### [Available data]
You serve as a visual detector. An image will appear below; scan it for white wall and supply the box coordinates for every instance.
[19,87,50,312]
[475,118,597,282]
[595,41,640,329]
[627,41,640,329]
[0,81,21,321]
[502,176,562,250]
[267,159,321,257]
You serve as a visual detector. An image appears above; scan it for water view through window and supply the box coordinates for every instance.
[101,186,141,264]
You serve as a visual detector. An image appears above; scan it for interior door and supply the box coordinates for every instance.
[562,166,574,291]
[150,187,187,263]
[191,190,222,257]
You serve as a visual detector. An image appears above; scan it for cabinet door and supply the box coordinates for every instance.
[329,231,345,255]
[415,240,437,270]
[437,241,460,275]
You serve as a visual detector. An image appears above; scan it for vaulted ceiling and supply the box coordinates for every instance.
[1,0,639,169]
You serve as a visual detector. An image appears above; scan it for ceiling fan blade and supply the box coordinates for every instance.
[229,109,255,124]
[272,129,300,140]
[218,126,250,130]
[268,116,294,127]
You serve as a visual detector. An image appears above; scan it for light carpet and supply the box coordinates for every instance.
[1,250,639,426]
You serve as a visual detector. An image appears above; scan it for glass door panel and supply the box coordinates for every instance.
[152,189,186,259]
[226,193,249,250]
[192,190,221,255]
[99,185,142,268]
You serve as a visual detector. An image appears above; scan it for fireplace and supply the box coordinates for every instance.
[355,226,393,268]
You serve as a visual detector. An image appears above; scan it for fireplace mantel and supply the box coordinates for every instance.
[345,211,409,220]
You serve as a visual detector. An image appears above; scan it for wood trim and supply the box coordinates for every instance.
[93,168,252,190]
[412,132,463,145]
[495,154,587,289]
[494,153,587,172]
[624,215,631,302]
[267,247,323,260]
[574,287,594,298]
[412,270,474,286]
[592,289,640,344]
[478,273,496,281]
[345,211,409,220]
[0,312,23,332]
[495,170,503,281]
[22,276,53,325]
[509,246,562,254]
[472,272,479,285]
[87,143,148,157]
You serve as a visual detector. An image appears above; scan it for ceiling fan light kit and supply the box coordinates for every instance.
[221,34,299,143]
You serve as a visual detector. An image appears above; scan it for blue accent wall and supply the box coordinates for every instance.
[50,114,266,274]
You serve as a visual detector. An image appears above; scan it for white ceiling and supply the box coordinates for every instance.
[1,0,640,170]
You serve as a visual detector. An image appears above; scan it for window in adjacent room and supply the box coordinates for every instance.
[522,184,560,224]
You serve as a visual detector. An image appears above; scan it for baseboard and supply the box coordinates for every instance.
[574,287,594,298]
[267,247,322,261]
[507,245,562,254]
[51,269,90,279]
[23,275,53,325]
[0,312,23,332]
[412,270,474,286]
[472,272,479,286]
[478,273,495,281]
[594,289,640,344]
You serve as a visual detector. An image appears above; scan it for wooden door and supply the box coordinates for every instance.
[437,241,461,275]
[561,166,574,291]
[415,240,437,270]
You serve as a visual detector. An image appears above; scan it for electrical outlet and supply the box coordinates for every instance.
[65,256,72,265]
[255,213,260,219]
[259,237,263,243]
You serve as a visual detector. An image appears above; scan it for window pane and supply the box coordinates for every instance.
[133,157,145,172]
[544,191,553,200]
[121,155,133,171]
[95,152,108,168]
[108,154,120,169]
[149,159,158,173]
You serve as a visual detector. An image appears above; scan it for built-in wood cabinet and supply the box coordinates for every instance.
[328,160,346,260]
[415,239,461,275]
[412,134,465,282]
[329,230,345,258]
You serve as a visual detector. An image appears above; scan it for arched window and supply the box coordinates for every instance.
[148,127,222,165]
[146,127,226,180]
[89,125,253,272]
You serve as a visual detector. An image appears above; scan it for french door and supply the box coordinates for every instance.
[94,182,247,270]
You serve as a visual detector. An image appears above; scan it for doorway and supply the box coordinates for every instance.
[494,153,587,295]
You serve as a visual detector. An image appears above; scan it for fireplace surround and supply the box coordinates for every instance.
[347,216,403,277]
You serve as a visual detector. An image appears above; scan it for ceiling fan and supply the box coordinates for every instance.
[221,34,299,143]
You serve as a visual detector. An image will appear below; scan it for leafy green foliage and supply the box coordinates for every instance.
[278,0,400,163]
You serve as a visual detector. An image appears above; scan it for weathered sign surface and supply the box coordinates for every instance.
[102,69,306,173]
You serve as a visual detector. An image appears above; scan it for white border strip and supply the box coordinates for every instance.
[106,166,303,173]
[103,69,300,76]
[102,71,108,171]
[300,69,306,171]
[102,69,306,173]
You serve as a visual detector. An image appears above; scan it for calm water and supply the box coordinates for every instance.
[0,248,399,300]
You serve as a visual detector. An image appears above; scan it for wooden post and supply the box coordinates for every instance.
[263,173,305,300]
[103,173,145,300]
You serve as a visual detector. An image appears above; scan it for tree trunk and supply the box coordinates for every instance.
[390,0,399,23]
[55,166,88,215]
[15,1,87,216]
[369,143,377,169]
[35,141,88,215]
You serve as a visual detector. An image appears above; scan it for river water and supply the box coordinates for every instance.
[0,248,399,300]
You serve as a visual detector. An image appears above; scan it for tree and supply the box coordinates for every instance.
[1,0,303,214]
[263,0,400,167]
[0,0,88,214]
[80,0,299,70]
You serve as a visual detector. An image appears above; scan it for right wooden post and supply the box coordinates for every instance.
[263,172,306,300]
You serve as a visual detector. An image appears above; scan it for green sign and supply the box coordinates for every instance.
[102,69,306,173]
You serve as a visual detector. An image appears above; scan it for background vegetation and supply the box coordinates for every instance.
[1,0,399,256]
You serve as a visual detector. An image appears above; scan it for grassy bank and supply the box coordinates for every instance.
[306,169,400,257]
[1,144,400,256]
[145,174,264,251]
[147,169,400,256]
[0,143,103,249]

### [What to do]
I'd like every record written out exactly as given.

### [Output below]
You serve as a visual detector. An image will appear below; scan it for white wall and supply the box coordinates for every instance.
[19,87,50,312]
[475,118,597,282]
[595,41,640,329]
[627,41,640,329]
[0,81,21,321]
[502,176,562,250]
[267,159,321,257]
You serve as a visual detector. An image appears above; scan it for water view through window and supply the box coordinates for every instance.
[101,186,141,264]
You serve as a visual detector. An image appears above; scan it for interior door and supply the box coordinates for every instance.
[562,166,574,291]
[150,187,187,263]
[191,190,222,257]
You serve as a visual detector. An image appears above; scan it for cabinet door and supply the box coordinates for every instance.
[329,231,345,255]
[415,240,437,270]
[437,241,460,275]
You serve as a visual detector. An image appears above; scan it for vaulted ceiling and supply the box coordinates for every instance.
[1,0,639,169]
You serve as a visual detector. An image appears above; scan it for ceiling fan blade and supply the box coordinates for every instance.
[229,109,255,124]
[272,129,300,140]
[218,126,250,130]
[268,116,294,127]
You serve as a visual detector. An image appears above; scan it for light carpet and supply the box coordinates for every instance.
[1,250,639,426]
You serve as a visual detector. An image appears above; scan it for glass door panel and supply the box coordinates for every instance.
[152,189,186,259]
[226,193,249,250]
[192,190,221,255]
[99,185,142,268]
You serve as a visual detector. An image appears above; scan it for fireplace and supply the box coordinates for every instance.
[355,226,393,268]
You serve as a visual detector. An image appears above; scan it for fireplace mantel and supply the box coordinates for every instance.
[345,211,409,220]
You serve as a visual detector. An image appears above; scan it for wood trim and supply the box coordinates for every instance.
[93,168,252,190]
[412,132,463,145]
[495,154,587,289]
[494,153,587,172]
[624,215,631,302]
[267,247,323,260]
[574,287,594,298]
[412,270,474,286]
[592,289,640,344]
[478,273,496,281]
[345,211,409,220]
[0,312,23,332]
[495,170,503,281]
[22,276,53,325]
[509,246,562,254]
[472,272,479,285]
[87,143,148,157]
You serve as a visual detector. An image appears above; scan it for ceiling fan light kit and supply the box coordinates for every instance.
[221,34,299,143]
You serve as a visual detector. An image appears above; scan it for blue accent wall and supply the box coordinates for every instance.
[50,114,266,274]
You serve as a visual detector. An image appears above; scan it for white ceiling and supply the box coordinates for every instance.
[1,0,640,170]
You serve as a visual detector. An image appears above; scan it for window in adjacent room and supply the box coordinates for every instance.
[522,184,560,224]
You serve as a visual detector. An image appears above; scan it for baseboard and supply the box coordinates for every instance.
[574,287,594,298]
[267,247,322,261]
[507,245,562,254]
[51,269,90,279]
[23,275,53,325]
[0,312,23,332]
[412,270,474,286]
[472,272,479,286]
[478,273,495,281]
[594,289,640,344]
You serve as a visual detector. An image appears above; scan it for wooden door and supply the box coordinates for every instance.
[437,241,461,275]
[561,166,574,291]
[415,240,437,270]
You serve as a visual detector. An image appears above; scan it for electrical outlet and supply the box coordinates for every instance.
[65,256,72,265]
[255,213,260,219]
[259,237,263,243]
You serve as a visual detector. An image appears above; scan it for window pane and supply the box coordinates for every instance.
[133,157,145,172]
[544,191,553,200]
[121,155,133,171]
[95,152,108,168]
[108,154,120,169]
[149,159,158,173]
You serve as a visual detector. An image appears above; scan it for built-in wood cabinet and supply the box coordinates for every instance.
[328,160,346,260]
[415,239,461,275]
[412,134,465,282]
[329,230,345,258]
You serve as a visual detector. An image appears above; scan it for arched window and supply the box coordinates for every instance.
[148,127,222,165]
[146,127,226,180]
[89,125,253,272]
You serve as a visual detector. An image appears above; scan it for french door and supply the box coordinates for every instance.
[94,182,247,270]
You serve as a visual detector. An image appears above; scan it for doorway and supply the box coordinates for every instance.
[494,153,587,295]
You serve as a visual detector. An image appears above; scan it for fireplace surround and supply the box coordinates for every instance.
[347,216,403,277]
You serve as a visual detector. An image appears above; scan it for ceiling fan and supply the box coordinates for every instance.
[221,34,299,143]
You serve as a visual detector. An image will appear below; scan it for leafy green foliage and supply the box coordinates for every instance.
[278,0,400,163]
You serve as a visual detector. An image appears above; scan it for weathered sign surface and supply the box coordinates for every instance.
[102,69,306,173]
You serve as a visual detector. An image appears above; scan it for white border strip and supply the box coordinates for every instance.
[106,166,303,173]
[103,69,300,76]
[102,71,108,171]
[300,69,306,171]
[102,69,306,173]
You serve as a visual detector. An image appears above; scan it for calm water and supply the box coordinates for every instance.
[0,248,399,300]
You serve as a visual detector. An image appears above; scan it for wooden post and supply the box coordinates for every instance.
[263,173,305,300]
[103,173,145,300]
You serve as a visual detector. An image appears above; scan it for tree trunk and supply the box coordinates for every instance.
[390,0,399,23]
[55,166,88,215]
[15,1,87,216]
[369,143,377,169]
[35,141,88,215]
You serve as a visual detector. An image appears above; scan it for river water and supply the box coordinates for every instance.
[0,248,399,300]
You serve as a visual detector. An image appears above; scan it for tree and supply the box coordinates for every instance.
[1,0,303,214]
[263,0,400,167]
[0,0,88,214]
[80,0,299,70]
You serve as a visual detector. An image appears above; scan it for right wooden post and supply the box coordinates for every instance.
[263,172,306,300]
You serve as a visual detector. An image appears above; scan it for green sign and supply the box coordinates for every instance.
[102,69,306,173]
You serve as a visual detector. An image appears above; scan it for background vegetation and supply the box coordinates for every instance.
[1,0,399,256]
You serve as a visual detector. An image appears above; scan it for grassy bank and supply the box coordinates for every instance.
[306,169,400,257]
[1,144,400,256]
[145,174,264,251]
[147,169,400,256]
[0,143,103,249]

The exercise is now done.